[Referring expression data]
========

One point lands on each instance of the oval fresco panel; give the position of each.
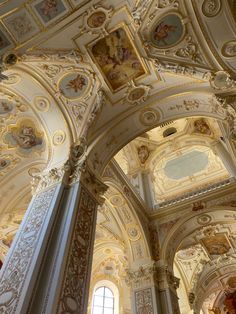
(73, 85)
(167, 31)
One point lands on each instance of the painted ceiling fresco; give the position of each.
(117, 59)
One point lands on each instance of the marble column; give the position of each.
(144, 290)
(167, 285)
(48, 267)
(225, 157)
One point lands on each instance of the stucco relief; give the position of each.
(25, 137)
(143, 301)
(210, 8)
(75, 282)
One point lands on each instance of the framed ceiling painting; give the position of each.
(117, 59)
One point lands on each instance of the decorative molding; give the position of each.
(76, 277)
(189, 51)
(15, 271)
(143, 301)
(229, 49)
(210, 8)
(48, 178)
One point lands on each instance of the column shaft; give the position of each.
(48, 267)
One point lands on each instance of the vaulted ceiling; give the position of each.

========

## [Problem to solve]
Could you write out all the records exactly, without the pictures?

## [Exercise answer]
One point lands on each instance of the oval fresco panel; give the position of each.
(73, 85)
(167, 31)
One point lands on each instance of the painted ceiling fresco; give the position of each.
(117, 59)
One point lands on each instance of the marble column; give the position of each.
(144, 290)
(167, 285)
(48, 267)
(225, 157)
One point lands on each instance of the stucco relief; give the position of each.
(25, 137)
(143, 301)
(210, 8)
(75, 282)
One point lands on each instance of the framed ceiling painting; give the position of each.
(117, 59)
One point lands on each instance of the decorative molding; give the position of each.
(76, 277)
(189, 51)
(15, 271)
(143, 301)
(229, 49)
(210, 8)
(48, 178)
One point lands on each instance of the column shaft; give the position of each.
(48, 267)
One point lands on each instance of the vaulted ceiling; give the position of each.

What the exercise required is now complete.